■ **Stated task**
Report every line in the records below that contains the word "beak", copying each such line in full.

──────────

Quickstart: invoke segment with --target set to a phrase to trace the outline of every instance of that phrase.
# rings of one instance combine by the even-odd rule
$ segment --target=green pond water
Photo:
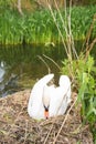
[[[57,78],[60,70],[43,54],[61,64],[64,53],[64,48],[61,45],[0,47],[0,96],[32,88],[40,78],[49,73],[45,63]]]
[[[75,43],[78,51],[81,43]],[[17,91],[31,89],[33,84],[51,72],[55,74],[57,81],[60,70],[57,66],[44,58],[43,54],[53,59],[58,65],[66,58],[63,45],[17,45],[0,47],[0,96],[6,96]],[[95,58],[96,48],[92,53]],[[41,56],[44,61],[39,59]]]

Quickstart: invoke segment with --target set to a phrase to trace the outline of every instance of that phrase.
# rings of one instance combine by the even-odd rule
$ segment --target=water
[[[43,54],[60,63],[64,58],[64,52],[60,49],[53,45],[0,48],[0,96],[32,88],[38,79],[49,73],[46,65],[57,76],[60,70]]]
[[[79,51],[82,43],[75,44]],[[58,65],[61,60],[66,58],[63,45],[0,47],[0,96],[31,89],[40,78],[49,73],[49,68],[55,74],[57,82],[60,70],[43,54],[53,59]],[[96,48],[93,49],[92,54],[95,58]]]

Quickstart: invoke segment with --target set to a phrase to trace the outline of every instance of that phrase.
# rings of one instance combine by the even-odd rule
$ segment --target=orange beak
[[[49,111],[44,111],[45,119],[49,119]]]

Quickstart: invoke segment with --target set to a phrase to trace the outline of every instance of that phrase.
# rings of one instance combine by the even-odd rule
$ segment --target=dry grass
[[[63,116],[43,121],[29,117],[30,90],[0,99],[1,144],[93,144],[88,125],[82,126],[75,96]]]

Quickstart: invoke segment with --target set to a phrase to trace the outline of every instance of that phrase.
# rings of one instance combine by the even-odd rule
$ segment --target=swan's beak
[[[49,110],[44,110],[44,116],[45,119],[49,119]]]

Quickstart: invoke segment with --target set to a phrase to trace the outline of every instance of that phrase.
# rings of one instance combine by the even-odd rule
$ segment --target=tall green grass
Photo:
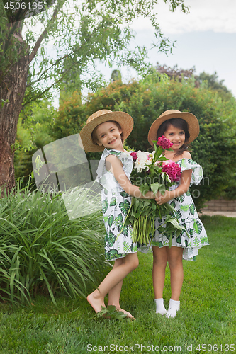
[[[82,190],[79,205],[84,199]],[[56,304],[59,292],[84,297],[104,266],[103,234],[100,211],[69,220],[60,194],[18,183],[0,199],[0,297],[30,303],[47,293]]]

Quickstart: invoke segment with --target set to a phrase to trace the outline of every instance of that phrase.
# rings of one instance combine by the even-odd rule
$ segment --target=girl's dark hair
[[[159,127],[157,133],[157,140],[159,137],[162,137],[164,135],[164,132],[167,130],[169,125],[173,125],[174,127],[181,129],[184,131],[185,133],[185,140],[183,145],[179,149],[179,151],[175,154],[174,156],[181,155],[184,151],[189,149],[188,147],[188,140],[189,138],[189,125],[186,120],[181,118],[172,118],[168,119],[163,122],[162,124]]]
[[[116,127],[118,127],[120,130],[122,130],[122,128],[120,125],[120,124],[118,122],[116,122],[116,120],[107,120],[106,122],[111,122],[112,123],[114,123],[116,124]],[[105,123],[105,122],[103,122],[103,123]],[[103,123],[101,123],[101,124],[103,124]],[[98,138],[96,137],[96,130],[97,130],[97,127],[100,125],[100,124],[99,124],[99,125],[97,125],[96,127],[96,128],[94,129],[94,130],[92,131],[91,132],[91,139],[92,139],[92,142],[94,144],[95,144],[95,145],[97,145],[98,144]],[[123,132],[120,134],[120,137],[121,137],[121,141],[122,141],[122,144],[124,142],[124,138],[123,138]]]

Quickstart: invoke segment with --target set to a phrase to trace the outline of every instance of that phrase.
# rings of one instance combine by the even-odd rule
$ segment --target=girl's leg
[[[168,247],[167,260],[171,275],[172,299],[179,301],[179,296],[184,280],[182,247]]]
[[[106,275],[101,282],[98,289],[89,294],[87,300],[96,312],[101,310],[101,307],[105,306],[104,297],[109,291],[118,285],[129,273],[138,266],[137,253],[128,253],[123,258],[123,262],[115,268]]]
[[[172,246],[167,251],[168,263],[171,273],[172,298],[167,317],[175,317],[179,310],[179,296],[184,280],[182,263],[183,249],[176,246]]]
[[[167,264],[167,246],[152,246],[153,268],[152,282],[155,299],[163,297],[165,271]]]

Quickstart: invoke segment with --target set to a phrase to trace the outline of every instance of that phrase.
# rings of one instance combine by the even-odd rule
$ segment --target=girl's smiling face
[[[172,124],[168,126],[167,130],[164,132],[164,136],[173,143],[172,146],[173,150],[180,149],[185,142],[184,130],[174,127]]]
[[[121,133],[122,130],[114,122],[104,122],[96,128],[97,143],[100,147],[123,151]]]

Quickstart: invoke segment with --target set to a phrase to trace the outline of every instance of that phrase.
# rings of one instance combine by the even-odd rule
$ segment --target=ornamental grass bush
[[[103,270],[103,234],[100,210],[70,220],[61,194],[18,182],[0,199],[0,298],[30,303],[49,294],[56,304],[59,292],[85,296]]]

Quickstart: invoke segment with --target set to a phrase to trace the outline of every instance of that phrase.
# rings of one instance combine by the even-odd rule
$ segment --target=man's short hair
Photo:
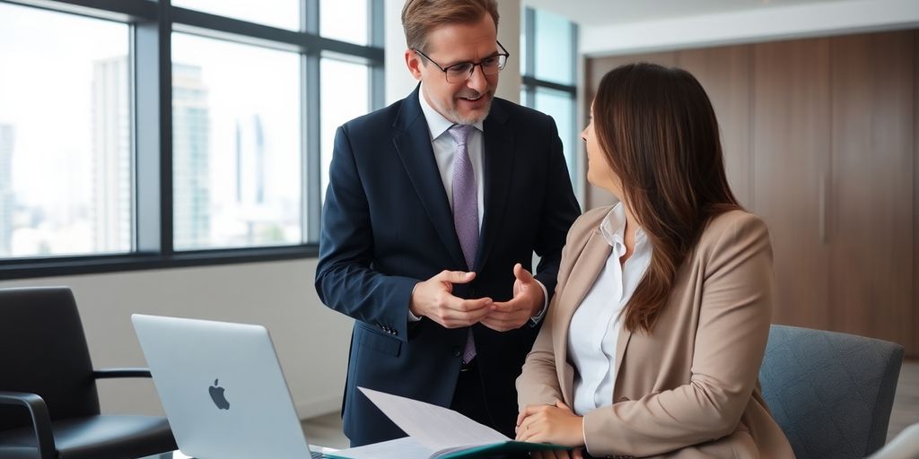
[[[496,0],[407,0],[403,7],[405,42],[414,50],[427,51],[427,36],[449,24],[474,24],[488,13],[498,28]]]

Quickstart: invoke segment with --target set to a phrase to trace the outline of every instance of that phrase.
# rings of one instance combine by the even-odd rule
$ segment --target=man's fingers
[[[444,301],[444,308],[452,309],[458,312],[475,312],[480,311],[482,308],[487,309],[486,312],[491,312],[494,308],[492,305],[494,304],[492,298],[475,298],[475,299],[463,299],[452,295]]]
[[[520,297],[511,298],[507,301],[496,301],[494,306],[495,310],[503,312],[516,312],[528,309],[527,305],[524,304],[523,299]]]
[[[520,282],[524,284],[528,284],[534,281],[533,274],[523,269],[523,264],[516,263],[514,265],[514,277],[516,277]]]
[[[450,284],[468,284],[475,279],[475,273],[466,271],[441,271],[435,279]]]

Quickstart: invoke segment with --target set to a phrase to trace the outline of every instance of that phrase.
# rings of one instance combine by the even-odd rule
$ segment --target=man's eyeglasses
[[[510,57],[510,53],[500,41],[497,42],[498,46],[501,47],[502,52],[498,52],[494,56],[489,56],[478,62],[460,62],[450,65],[449,67],[444,68],[439,63],[435,62],[433,59],[427,57],[427,54],[421,52],[417,48],[413,48],[412,50],[425,56],[425,59],[428,60],[434,65],[437,65],[444,75],[447,77],[447,83],[462,83],[469,80],[472,76],[472,72],[475,72],[475,67],[478,65],[482,67],[482,73],[485,75],[496,75],[498,72],[505,69],[505,64],[507,63],[507,58]]]

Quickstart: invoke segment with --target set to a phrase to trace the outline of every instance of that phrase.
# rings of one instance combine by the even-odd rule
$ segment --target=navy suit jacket
[[[475,271],[460,297],[513,297],[516,263],[551,295],[562,248],[580,207],[548,116],[495,98],[483,123],[484,212],[474,266],[466,266],[431,147],[419,90],[338,128],[323,208],[316,291],[355,319],[345,388],[352,445],[404,436],[357,390],[365,386],[448,407],[469,328],[408,320],[415,284],[443,270]],[[472,326],[493,427],[513,437],[515,380],[539,327]]]

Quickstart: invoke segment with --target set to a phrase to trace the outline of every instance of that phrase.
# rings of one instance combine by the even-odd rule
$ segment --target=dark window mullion
[[[173,84],[172,84],[172,2],[160,0],[159,27],[159,119],[160,119],[160,254],[172,257],[173,211]]]

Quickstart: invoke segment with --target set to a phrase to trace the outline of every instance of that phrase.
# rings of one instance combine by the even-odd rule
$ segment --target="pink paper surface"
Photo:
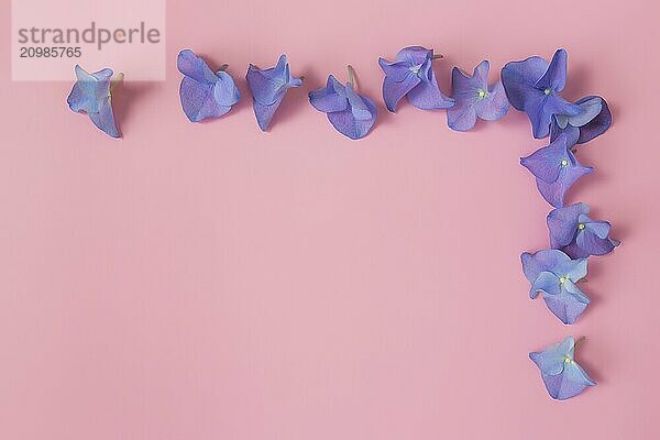
[[[10,23],[0,3],[2,28]],[[12,82],[0,41],[0,438],[8,440],[653,439],[660,437],[658,7],[652,1],[169,1],[167,80],[116,95],[122,141],[72,113],[72,84]],[[569,201],[623,241],[591,261],[562,326],[519,254],[549,206],[510,111],[470,133],[386,112],[378,56],[453,65],[569,51],[564,96],[613,128]],[[229,63],[243,99],[191,124],[176,54]],[[244,73],[280,53],[306,77],[270,133]],[[307,92],[351,63],[380,105],[360,142]],[[85,66],[98,69],[105,66]],[[73,78],[73,66],[72,66]],[[129,78],[130,79],[130,78]],[[598,386],[550,399],[529,351],[586,336]]]

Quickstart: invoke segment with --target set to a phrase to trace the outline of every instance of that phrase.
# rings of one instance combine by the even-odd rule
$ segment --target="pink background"
[[[167,80],[118,91],[122,141],[67,109],[70,84],[11,82],[2,38],[0,438],[658,438],[651,4],[169,1]],[[531,301],[519,266],[548,241],[518,165],[543,141],[516,111],[471,133],[387,113],[376,58],[410,44],[446,55],[446,91],[453,65],[487,57],[495,79],[563,46],[565,96],[609,101],[614,127],[579,154],[596,173],[570,201],[623,245],[593,258],[578,324]],[[222,120],[184,117],[184,47],[239,79]],[[306,84],[264,134],[242,78],[282,52]],[[380,102],[360,142],[306,97],[346,63]],[[570,333],[600,385],[557,403],[527,353]]]

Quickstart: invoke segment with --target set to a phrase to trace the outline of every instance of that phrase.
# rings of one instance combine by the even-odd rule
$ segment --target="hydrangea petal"
[[[373,109],[375,109],[375,105],[373,107],[367,106],[367,98],[358,95],[351,84],[346,85],[345,91],[349,103],[351,105],[353,118],[355,118],[356,121],[371,121],[373,119]]]
[[[568,337],[563,341],[554,343],[543,351],[529,353],[529,358],[537,364],[539,370],[549,375],[561,374],[564,370],[565,358],[573,359],[575,340]]]
[[[200,56],[195,55],[195,53],[188,48],[179,52],[176,58],[176,66],[182,74],[195,79],[196,81],[216,81],[216,74],[213,74],[206,62]]]
[[[429,68],[428,77],[422,78],[407,95],[408,102],[421,110],[440,110],[453,106],[454,100],[444,96],[438,87],[438,80],[432,68]]]
[[[571,258],[557,249],[550,249],[534,254],[524,252],[520,255],[520,261],[525,276],[530,283],[534,283],[541,272],[551,271],[562,263],[570,262]]]
[[[447,110],[447,122],[452,130],[468,131],[476,118],[496,120],[506,114],[509,103],[501,82],[488,90],[487,61],[480,63],[469,76],[454,67],[451,75],[454,105]]]
[[[488,95],[474,105],[474,109],[476,116],[485,121],[497,121],[503,118],[508,112],[509,102],[502,81],[495,82],[488,90]]]
[[[233,78],[227,72],[218,72],[216,74],[218,80],[213,85],[213,98],[220,106],[231,107],[239,102],[241,92]]]
[[[568,138],[569,147],[575,144],[583,144],[600,136],[612,125],[609,107],[607,107],[607,102],[602,97],[588,96],[579,99],[575,103],[581,108],[580,114],[576,117],[556,116],[550,128],[550,139],[554,140],[561,133],[564,133]],[[585,103],[591,103],[586,110]],[[594,116],[593,113],[598,107],[600,112]],[[581,125],[578,127],[578,124]]]
[[[540,56],[530,56],[520,62],[509,62],[502,68],[502,82],[509,102],[516,110],[525,111],[525,102],[539,96],[535,87],[548,68],[548,62]]]
[[[121,134],[114,123],[114,114],[112,113],[111,98],[106,97],[103,102],[99,107],[99,111],[96,113],[88,113],[89,119],[96,127],[101,129],[110,138],[120,138]]]
[[[77,80],[66,99],[69,108],[77,113],[87,114],[91,122],[109,136],[120,138],[112,111],[110,91],[112,69],[103,68],[89,74],[76,65],[75,73]]]
[[[254,116],[256,117],[256,123],[262,131],[268,130],[268,125],[271,125],[271,121],[279,108],[280,102],[282,100],[275,101],[272,105],[263,105],[256,100],[252,102]]]
[[[397,61],[405,62],[409,66],[421,65],[432,58],[433,51],[421,46],[404,47],[396,54]]]
[[[537,139],[550,133],[554,114],[575,116],[580,107],[561,98],[558,92],[565,82],[565,51],[554,53],[550,65],[540,57],[507,63],[502,81],[512,105],[529,117]]]
[[[588,302],[580,301],[565,292],[559,295],[543,295],[543,301],[552,315],[564,324],[575,323],[588,306]]]
[[[583,213],[588,213],[586,204],[569,205],[548,213],[547,223],[552,249],[563,248],[573,241],[578,232],[578,218]],[[571,256],[571,254],[568,255]]]
[[[191,122],[221,117],[241,99],[231,75],[222,70],[215,74],[190,50],[179,52],[177,67],[184,74],[179,86],[182,108]]]
[[[385,72],[383,100],[387,110],[395,112],[402,98],[421,82],[421,79],[410,72],[407,65],[400,62],[388,64],[383,58],[380,58],[378,64]]]
[[[551,271],[557,276],[564,276],[573,283],[576,283],[586,276],[587,261],[586,258],[571,260],[566,255],[566,260],[558,262]]]
[[[280,55],[275,67],[258,69],[250,65],[245,75],[252,91],[254,116],[262,131],[266,131],[286,91],[300,87],[302,80],[290,75],[286,55]]]
[[[345,136],[358,140],[364,138],[376,122],[376,105],[371,99],[363,97],[366,108],[371,111],[369,120],[355,119],[351,109],[328,113],[328,120],[334,129]]]
[[[608,238],[601,239],[593,231],[584,229],[575,238],[575,244],[590,255],[605,255],[618,245],[618,242]]]
[[[525,112],[531,121],[531,131],[536,139],[546,138],[550,134],[550,123],[554,114],[578,114],[580,107],[566,101],[559,95],[551,92],[546,95],[538,90],[538,94],[530,94],[530,99],[525,103]]]
[[[548,146],[520,158],[520,165],[543,182],[556,182],[562,170],[562,161],[569,161],[565,136],[560,136]]]
[[[537,179],[537,188],[546,201],[556,208],[563,206],[566,191],[582,176],[594,170],[591,166],[582,166],[575,163],[573,166],[562,167],[559,177],[552,183]]]
[[[569,54],[560,48],[554,52],[543,76],[536,82],[539,89],[563,90],[566,84],[566,62]]]
[[[338,85],[342,94],[337,91]],[[345,91],[343,91],[343,86],[332,75],[328,77],[324,88],[309,92],[309,102],[315,109],[324,113],[343,111],[349,107],[349,100]]]
[[[184,77],[179,87],[182,108],[191,122],[208,118],[218,118],[231,110],[231,106],[221,106],[213,95],[213,84],[198,82]]]
[[[552,272],[541,272],[531,285],[529,297],[534,299],[540,292],[548,295],[559,295],[561,292],[559,277]]]
[[[600,97],[588,98],[575,103],[580,106],[580,113],[574,117],[565,117],[566,123],[573,127],[586,125],[603,111],[603,100]]]
[[[559,400],[574,397],[596,383],[574,360],[575,341],[568,337],[541,352],[529,353],[537,364],[548,394]]]

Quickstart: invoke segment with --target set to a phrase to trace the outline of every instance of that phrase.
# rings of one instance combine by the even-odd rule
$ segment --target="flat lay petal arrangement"
[[[568,53],[563,48],[558,50],[550,62],[531,56],[507,63],[501,72],[502,80],[494,84],[488,82],[488,61],[481,62],[472,74],[453,67],[451,95],[442,92],[436,78],[433,62],[440,58],[442,55],[421,46],[400,50],[392,62],[380,57],[385,108],[394,113],[406,98],[420,110],[447,110],[451,130],[469,131],[479,120],[496,121],[513,107],[527,114],[535,139],[549,139],[548,145],[520,158],[520,165],[531,173],[539,194],[552,208],[547,216],[548,249],[524,252],[520,261],[530,284],[529,297],[536,299],[540,295],[563,324],[576,323],[591,304],[579,287],[586,280],[588,258],[605,255],[620,244],[610,238],[609,222],[590,217],[588,205],[564,204],[572,185],[594,172],[593,167],[579,162],[576,153],[582,144],[612,125],[607,102],[600,96],[571,102],[560,95],[568,79]],[[180,51],[177,57],[177,68],[183,75],[179,98],[190,122],[227,118],[240,101],[241,92],[228,67],[224,64],[211,69],[193,51]],[[87,114],[109,136],[121,138],[112,111],[112,91],[122,75],[113,77],[110,68],[90,74],[77,65],[75,74],[77,80],[67,98],[70,110]],[[302,86],[304,81],[304,77],[292,74],[284,54],[270,68],[250,65],[245,79],[257,125],[264,132],[270,129],[287,91]],[[345,81],[329,75],[326,85],[309,91],[308,98],[311,107],[326,113],[332,128],[351,140],[363,139],[374,130],[378,116],[376,103],[359,92],[351,66],[348,66]],[[583,339],[575,341],[569,336],[542,351],[529,353],[548,394],[554,399],[574,397],[596,385],[575,362],[575,349]]]

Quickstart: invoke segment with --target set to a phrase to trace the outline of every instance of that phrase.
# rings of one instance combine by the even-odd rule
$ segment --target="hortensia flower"
[[[262,131],[268,129],[286,91],[302,85],[302,78],[292,76],[286,55],[280,55],[277,65],[267,69],[262,70],[251,64],[245,79],[252,91],[254,116]]]
[[[575,397],[586,387],[596,385],[575,362],[575,348],[580,341],[575,342],[573,337],[568,337],[543,351],[529,353],[529,359],[541,372],[548,394],[554,399],[565,400]]]
[[[213,73],[206,62],[190,50],[179,52],[176,65],[184,74],[179,87],[182,107],[191,122],[221,117],[241,99],[241,92],[233,78],[224,72],[227,65]]]
[[[520,164],[535,175],[539,193],[556,208],[563,206],[564,195],[575,180],[594,170],[578,162],[563,133],[550,145],[520,158]]]
[[[76,65],[75,70],[78,80],[66,99],[69,108],[87,114],[91,122],[109,136],[121,138],[112,113],[112,88],[116,84],[116,80],[112,80],[112,69],[105,68],[89,74]],[[117,81],[122,77],[120,74]]]
[[[550,64],[539,56],[507,63],[502,68],[502,82],[512,106],[525,111],[534,136],[550,133],[552,116],[580,114],[580,106],[559,96],[566,82],[566,51],[558,50]]]
[[[328,114],[337,131],[353,140],[364,138],[376,122],[376,105],[355,91],[355,74],[351,66],[345,86],[330,75],[326,87],[309,92],[309,102]]]
[[[619,245],[609,238],[612,226],[607,221],[592,220],[588,205],[574,204],[550,211],[547,218],[550,246],[560,249],[572,258],[604,255]]]
[[[546,305],[563,323],[575,323],[590,299],[576,283],[586,276],[586,258],[571,260],[558,250],[520,255],[522,272],[531,284],[529,297],[543,294]]]
[[[583,144],[605,133],[612,125],[612,113],[605,99],[588,96],[575,101],[580,113],[574,117],[556,114],[550,125],[550,140],[554,141],[560,134],[566,135],[569,148]]]
[[[395,112],[403,97],[421,110],[447,109],[453,99],[446,97],[438,87],[432,63],[442,55],[433,55],[432,50],[410,46],[396,54],[396,61],[378,58],[385,72],[383,99],[387,110]]]
[[[464,74],[458,67],[451,73],[451,85],[455,103],[447,109],[449,128],[457,131],[468,131],[476,123],[476,118],[496,121],[506,114],[509,108],[504,87],[497,81],[488,88],[487,61],[481,62],[474,68],[472,76]]]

──────────

■ **Full output**
$ segment --target=orange beak
$ segment --target=swan's beak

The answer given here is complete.